- **INSTRUCTION A**
Find every line in the listing below that contains the string "girl", matching case exactly, and copy each of those lines.

- **SUPPLIED TEXT**
——————————

Why the Gunpowder Treason

Should ever be forgot.

Guy Fawkes, Guy Fawkes, t'was his intent

To blow up the King and Parli'ment.

Three-score barrels of powder below

To prove old England's overthrow;

By God's providence he was catch'd

With a dark lantern and burning match.

Holla boys, holla boys, let the bells ring.

Holloa boys, holloa boys, God save the King!

And what should we do with him? Burn him!

Traditional rhyme for 5 November

IS THERE ANYTHING
that remains English about Harrods department store? It has been in foreign ownership since 1985. Most of its shoppers are foreign. The former owner, Mohammed al Fayed, had peculiarities that included a dress code that meant occasionally having customers thrown out on the grounds that they were not wearing the correct clothing (thoroughly un-English).

There are two reasons for including Harrods in this book, in spite of everything. The first is its origins as a draper's shop founded by Charles Henry Harrod in 1824, in Bermondsey Street in the poverty-stricken London borough of Southwark. By the 1840s, it was a grocer in Islington and then in Stepney in the East End. By the 1850s, it was a small shop on its present site in the Brompton Road, and was built up into the retailing monster that it became by the next generation, in the form of Charles Digby Harrod.

For some reason, it is so often the second generation which makes the innovative breakthrough in English retailing. It was not Michael Marks but his son Simon who turned Marks & Spencer into the bastion of the English middle classes, selling a quarter of all socks bought in the nation. It was not the cantankerous John Lewis but his son Spedan who turned the store chain that still bears his name into the pioneer of mutualism. Harrods was no exception.

That is the first reason, and don't let us forget also that the Brompton Road site turned into one of the most valuable strips of real estate in the world, owned by the legacees of a salt merchant called Henry Smith who left the proceeds in perpetuity to the victims of Turkish slavers.

The second reason is that England more or less invented the department store. It is true that there is a reasonable challenge from Paris in the shape of Le Bon Marché, but the full flavour of a multi-department store was really the brainchild of William Whiteley, who launched his monument to Victorian consumerism in 1863 in Paddington, followed shortly afterwards by John Lewis the next year, who borrowed money from his sister to allow him to do so, and scraped all the plaster off the walls to give him more room to sell. Both represented an English revolution in retailing – it meant turning away from actively trying to persuade or cajole customers into buying things they didn't want, to encouraging them to trust.

The department-store idea also took some time to bed down, but in the end it was less trouble for Mr Pooter and the other inhabitants of the new London suburbs to order all their furniture from Whiteleys or Harrods, and have it driven round, than to be snubbed by snobbish shop assistants or sneered at for not knowing precisely what they wanted.

This is a brief explanation about how Harrods became the worldwide brand it is today, priding itself on selling everything, as it used to say, ‘from a pin to an elephant'. It was Harrods which first introduced an escalator in 1898, a fearsome thing, and offered customers a glass of brandy at the top to revive them once they had risked the journey.

Still, there is no doubt that the traditional, restrained white Christmas lights still warm the heart, and there remains something spectacular about its food hall, which is perhaps why it is sometimes visited by up to 300,000 people a day.

——————————

- **RECORDED DATA**
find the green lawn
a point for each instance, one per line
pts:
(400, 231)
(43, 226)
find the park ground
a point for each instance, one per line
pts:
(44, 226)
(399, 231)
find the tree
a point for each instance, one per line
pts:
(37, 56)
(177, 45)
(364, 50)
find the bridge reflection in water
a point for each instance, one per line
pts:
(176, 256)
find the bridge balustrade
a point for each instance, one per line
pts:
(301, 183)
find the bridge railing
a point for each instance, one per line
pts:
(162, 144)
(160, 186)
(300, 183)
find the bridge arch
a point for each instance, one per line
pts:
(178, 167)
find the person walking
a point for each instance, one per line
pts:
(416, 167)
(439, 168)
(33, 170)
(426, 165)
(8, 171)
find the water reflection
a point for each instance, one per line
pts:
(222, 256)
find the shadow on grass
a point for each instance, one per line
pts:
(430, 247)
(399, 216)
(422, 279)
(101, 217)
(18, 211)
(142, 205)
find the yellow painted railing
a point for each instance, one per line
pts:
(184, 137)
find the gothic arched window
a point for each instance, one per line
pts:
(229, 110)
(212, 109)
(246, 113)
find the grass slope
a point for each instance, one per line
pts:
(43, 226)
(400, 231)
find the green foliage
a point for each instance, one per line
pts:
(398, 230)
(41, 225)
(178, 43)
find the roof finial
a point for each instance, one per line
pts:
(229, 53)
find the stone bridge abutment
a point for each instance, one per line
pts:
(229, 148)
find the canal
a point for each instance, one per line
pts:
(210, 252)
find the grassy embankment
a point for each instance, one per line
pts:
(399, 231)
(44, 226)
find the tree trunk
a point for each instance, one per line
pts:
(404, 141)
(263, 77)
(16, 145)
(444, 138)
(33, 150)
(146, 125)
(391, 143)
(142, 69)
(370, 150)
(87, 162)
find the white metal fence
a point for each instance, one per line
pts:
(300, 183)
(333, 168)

——————————

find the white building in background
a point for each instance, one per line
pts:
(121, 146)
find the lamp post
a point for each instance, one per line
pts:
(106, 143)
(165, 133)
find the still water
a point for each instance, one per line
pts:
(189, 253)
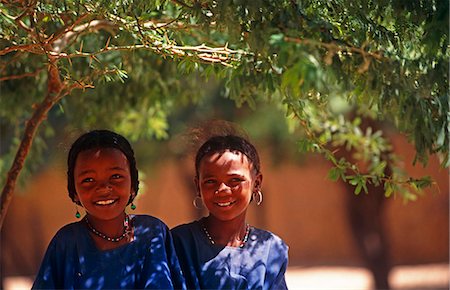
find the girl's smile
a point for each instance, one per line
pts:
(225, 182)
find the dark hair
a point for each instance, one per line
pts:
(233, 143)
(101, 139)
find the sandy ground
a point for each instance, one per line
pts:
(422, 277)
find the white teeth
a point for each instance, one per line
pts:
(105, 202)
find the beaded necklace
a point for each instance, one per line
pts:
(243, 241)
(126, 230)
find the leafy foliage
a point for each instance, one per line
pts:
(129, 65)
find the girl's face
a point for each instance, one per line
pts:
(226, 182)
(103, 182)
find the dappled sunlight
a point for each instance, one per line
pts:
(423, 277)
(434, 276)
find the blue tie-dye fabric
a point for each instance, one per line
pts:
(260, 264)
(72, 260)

——————————

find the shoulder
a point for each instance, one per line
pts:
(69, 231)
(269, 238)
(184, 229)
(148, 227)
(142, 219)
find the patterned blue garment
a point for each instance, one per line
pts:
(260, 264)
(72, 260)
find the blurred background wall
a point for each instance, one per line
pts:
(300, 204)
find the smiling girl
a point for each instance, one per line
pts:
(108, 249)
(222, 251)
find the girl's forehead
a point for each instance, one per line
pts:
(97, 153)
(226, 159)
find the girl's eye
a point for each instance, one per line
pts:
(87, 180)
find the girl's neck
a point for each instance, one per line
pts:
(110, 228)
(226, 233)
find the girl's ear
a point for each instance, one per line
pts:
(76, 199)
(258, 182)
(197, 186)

——————————

- **INSTRUCTION B**
Output the passage on Harrods verbatim, starting at "Holla boys, holla" and ending at "clothing (thoroughly un-English).".

- **OUTPUT A**
find the girl's smile
find the girl's face
find the smiling girl
find the girl's forehead
find the girl's eye
find the girl's neck
find the girl's ear

- **OUTPUT B**
Holla boys, holla boys, let the bells ring.

Holloa boys, holloa boys, God save the King!

And what should we do with him? Burn him!

Traditional rhyme for 5 November

IS THERE ANYTHING
that remains English about Harrods department store? It has been in foreign ownership since 1985. Most of its shoppers are foreign. The former owner, Mohammed al Fayed, had peculiarities that included a dress code that meant occasionally having customers thrown out on the grounds that they were not wearing the correct clothing (thoroughly un-English).